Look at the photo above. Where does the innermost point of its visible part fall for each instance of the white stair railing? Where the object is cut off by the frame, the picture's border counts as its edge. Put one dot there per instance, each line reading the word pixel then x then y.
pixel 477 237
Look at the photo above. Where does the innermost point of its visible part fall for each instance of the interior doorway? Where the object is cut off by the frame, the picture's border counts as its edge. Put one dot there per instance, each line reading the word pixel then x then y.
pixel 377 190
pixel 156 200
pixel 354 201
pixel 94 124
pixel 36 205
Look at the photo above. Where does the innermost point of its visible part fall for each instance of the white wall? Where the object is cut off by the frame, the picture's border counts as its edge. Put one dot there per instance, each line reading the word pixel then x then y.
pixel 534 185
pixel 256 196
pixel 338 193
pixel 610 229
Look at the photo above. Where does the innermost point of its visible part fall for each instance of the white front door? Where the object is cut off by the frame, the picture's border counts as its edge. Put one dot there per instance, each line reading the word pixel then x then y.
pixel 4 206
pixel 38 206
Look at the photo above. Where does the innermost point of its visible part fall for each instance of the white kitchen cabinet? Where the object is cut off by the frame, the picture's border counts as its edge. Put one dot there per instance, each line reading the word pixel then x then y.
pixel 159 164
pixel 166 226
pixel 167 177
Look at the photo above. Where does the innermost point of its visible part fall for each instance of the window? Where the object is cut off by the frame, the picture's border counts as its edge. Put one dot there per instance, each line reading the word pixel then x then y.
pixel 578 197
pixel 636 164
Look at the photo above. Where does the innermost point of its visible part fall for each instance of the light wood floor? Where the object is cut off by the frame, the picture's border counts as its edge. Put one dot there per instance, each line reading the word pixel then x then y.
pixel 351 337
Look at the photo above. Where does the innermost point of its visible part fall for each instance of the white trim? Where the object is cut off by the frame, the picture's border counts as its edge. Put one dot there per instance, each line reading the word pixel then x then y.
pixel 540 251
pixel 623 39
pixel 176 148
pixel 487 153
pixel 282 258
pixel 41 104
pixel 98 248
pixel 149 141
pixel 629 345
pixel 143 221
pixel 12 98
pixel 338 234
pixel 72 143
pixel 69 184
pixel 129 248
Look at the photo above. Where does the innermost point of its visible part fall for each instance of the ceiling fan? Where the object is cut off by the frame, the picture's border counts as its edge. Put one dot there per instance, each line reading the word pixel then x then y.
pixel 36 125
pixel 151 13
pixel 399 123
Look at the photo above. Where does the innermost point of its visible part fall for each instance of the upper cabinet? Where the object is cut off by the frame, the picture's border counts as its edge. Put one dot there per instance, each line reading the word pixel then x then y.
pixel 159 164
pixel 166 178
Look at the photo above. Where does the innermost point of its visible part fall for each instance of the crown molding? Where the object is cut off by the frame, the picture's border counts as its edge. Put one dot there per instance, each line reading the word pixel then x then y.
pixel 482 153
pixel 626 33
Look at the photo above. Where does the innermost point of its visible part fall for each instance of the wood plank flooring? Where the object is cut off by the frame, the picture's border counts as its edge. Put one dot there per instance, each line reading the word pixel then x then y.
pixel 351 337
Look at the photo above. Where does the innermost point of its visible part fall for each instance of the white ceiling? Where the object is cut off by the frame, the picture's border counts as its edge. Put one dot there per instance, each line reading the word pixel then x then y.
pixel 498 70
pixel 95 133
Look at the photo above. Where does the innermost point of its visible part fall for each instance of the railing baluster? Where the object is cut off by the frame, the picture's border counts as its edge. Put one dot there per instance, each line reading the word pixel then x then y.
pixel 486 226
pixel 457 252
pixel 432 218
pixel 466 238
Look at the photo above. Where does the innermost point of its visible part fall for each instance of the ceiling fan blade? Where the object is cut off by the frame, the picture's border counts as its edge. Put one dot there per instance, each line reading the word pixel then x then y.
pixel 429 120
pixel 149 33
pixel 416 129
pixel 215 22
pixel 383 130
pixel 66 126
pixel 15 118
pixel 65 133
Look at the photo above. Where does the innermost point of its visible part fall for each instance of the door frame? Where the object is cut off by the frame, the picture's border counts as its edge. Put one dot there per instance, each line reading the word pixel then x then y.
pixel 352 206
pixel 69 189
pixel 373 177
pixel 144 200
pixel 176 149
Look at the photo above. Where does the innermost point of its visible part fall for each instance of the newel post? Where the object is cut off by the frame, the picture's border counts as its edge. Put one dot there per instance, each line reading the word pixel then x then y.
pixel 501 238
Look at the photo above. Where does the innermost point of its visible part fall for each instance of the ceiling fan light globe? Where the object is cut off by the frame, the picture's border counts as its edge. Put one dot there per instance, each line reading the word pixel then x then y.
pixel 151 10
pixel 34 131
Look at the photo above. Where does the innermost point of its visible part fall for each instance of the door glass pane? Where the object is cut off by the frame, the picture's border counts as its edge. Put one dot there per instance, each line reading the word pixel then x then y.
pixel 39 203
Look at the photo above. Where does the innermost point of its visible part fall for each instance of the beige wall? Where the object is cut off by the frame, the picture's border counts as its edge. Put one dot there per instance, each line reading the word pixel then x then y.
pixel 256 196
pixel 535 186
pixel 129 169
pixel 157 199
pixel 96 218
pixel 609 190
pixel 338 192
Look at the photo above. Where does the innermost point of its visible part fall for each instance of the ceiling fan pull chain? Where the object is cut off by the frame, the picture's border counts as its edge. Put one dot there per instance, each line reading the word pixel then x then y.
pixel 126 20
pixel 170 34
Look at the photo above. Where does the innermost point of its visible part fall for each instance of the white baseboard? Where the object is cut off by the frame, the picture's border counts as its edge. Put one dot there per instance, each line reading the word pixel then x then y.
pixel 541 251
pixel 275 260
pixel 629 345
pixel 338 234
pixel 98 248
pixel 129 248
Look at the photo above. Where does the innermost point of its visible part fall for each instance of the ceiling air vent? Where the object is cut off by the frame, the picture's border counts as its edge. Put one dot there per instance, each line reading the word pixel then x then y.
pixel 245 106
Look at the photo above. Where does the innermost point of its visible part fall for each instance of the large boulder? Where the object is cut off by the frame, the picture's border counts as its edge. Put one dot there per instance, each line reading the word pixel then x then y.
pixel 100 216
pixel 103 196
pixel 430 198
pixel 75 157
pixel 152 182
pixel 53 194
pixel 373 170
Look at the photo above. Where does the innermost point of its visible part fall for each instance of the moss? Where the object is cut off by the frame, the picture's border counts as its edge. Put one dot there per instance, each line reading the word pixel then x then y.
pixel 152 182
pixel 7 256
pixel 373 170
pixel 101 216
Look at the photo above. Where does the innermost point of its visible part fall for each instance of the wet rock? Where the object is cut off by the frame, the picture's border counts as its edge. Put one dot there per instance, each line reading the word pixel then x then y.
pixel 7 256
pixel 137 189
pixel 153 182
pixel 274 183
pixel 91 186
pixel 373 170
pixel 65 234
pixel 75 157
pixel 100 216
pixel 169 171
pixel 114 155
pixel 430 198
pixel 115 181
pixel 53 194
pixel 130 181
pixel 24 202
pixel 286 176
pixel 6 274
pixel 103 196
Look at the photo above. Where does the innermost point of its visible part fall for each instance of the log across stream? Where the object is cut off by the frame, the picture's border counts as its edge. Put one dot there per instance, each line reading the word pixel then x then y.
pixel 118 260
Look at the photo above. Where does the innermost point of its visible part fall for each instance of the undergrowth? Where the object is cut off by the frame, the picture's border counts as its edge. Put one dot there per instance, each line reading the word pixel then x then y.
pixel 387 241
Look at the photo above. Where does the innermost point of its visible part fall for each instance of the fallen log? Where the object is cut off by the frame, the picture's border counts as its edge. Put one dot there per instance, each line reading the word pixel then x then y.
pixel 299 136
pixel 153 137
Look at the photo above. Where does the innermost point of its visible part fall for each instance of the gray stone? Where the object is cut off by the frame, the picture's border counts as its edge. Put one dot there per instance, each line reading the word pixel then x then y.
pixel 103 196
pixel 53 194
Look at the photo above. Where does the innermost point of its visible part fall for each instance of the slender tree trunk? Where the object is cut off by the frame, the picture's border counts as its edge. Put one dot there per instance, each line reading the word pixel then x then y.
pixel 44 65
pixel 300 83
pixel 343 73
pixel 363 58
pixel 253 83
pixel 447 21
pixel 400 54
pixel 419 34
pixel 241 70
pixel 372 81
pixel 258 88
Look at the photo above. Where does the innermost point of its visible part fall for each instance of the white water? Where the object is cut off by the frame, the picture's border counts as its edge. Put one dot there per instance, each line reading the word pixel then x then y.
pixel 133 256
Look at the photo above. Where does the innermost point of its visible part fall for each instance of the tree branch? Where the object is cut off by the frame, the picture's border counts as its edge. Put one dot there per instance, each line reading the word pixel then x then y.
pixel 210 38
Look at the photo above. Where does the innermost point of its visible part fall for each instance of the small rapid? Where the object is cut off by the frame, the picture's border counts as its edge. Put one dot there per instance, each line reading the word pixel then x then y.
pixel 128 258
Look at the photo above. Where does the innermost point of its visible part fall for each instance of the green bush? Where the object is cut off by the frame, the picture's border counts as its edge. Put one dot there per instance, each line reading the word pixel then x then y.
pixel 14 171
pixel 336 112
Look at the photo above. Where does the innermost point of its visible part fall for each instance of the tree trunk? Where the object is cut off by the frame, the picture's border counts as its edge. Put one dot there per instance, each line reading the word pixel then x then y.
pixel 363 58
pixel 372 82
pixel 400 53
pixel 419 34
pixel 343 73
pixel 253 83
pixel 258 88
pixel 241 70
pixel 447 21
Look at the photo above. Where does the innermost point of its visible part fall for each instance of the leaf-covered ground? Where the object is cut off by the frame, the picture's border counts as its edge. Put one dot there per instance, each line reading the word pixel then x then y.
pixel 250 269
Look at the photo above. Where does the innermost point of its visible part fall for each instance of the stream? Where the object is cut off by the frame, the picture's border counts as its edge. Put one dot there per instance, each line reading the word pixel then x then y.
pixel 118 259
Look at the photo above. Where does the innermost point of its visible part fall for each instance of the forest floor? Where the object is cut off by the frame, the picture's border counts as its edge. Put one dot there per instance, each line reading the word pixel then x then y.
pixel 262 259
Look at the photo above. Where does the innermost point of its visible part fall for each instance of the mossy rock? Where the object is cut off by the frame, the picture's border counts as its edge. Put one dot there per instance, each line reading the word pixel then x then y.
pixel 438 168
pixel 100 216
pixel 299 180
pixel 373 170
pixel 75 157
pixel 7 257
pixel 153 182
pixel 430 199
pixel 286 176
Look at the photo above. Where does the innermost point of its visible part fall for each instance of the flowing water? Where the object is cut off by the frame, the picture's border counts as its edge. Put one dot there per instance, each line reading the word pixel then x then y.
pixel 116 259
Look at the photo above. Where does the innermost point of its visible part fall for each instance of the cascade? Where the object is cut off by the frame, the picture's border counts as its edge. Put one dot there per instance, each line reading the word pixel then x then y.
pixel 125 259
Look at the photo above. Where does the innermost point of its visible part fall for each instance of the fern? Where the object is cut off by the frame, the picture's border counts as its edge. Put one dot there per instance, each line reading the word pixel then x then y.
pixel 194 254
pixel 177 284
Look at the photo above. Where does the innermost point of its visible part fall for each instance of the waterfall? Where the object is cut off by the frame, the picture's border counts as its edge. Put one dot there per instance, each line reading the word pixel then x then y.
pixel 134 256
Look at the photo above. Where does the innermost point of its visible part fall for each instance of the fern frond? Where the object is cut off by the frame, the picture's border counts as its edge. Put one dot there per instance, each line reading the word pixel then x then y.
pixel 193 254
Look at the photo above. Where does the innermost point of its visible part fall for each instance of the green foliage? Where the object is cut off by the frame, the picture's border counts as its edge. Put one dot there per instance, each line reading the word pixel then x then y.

::::

### Required work
The response must contain exactly the lines from the one with "the fern frond?" through the last line of the material above, both ends included, and no others.

### Solution for this task
Look at the photo above. Where does the innermost point of its visible part fall for each instance of the fern frond? Where the object is cut off by the frame, the picture's border counts as its edge. Put one dot there per instance, each line reading the word pixel then x then y.
pixel 193 254
Look at the photo above. Where does the innermost point of its visible part fall for each instance of the green foliage? Where the object is cut off by the frame, the picture's border counts as its edge. Put one dot there per instance, each line reading the word pixel then x then y.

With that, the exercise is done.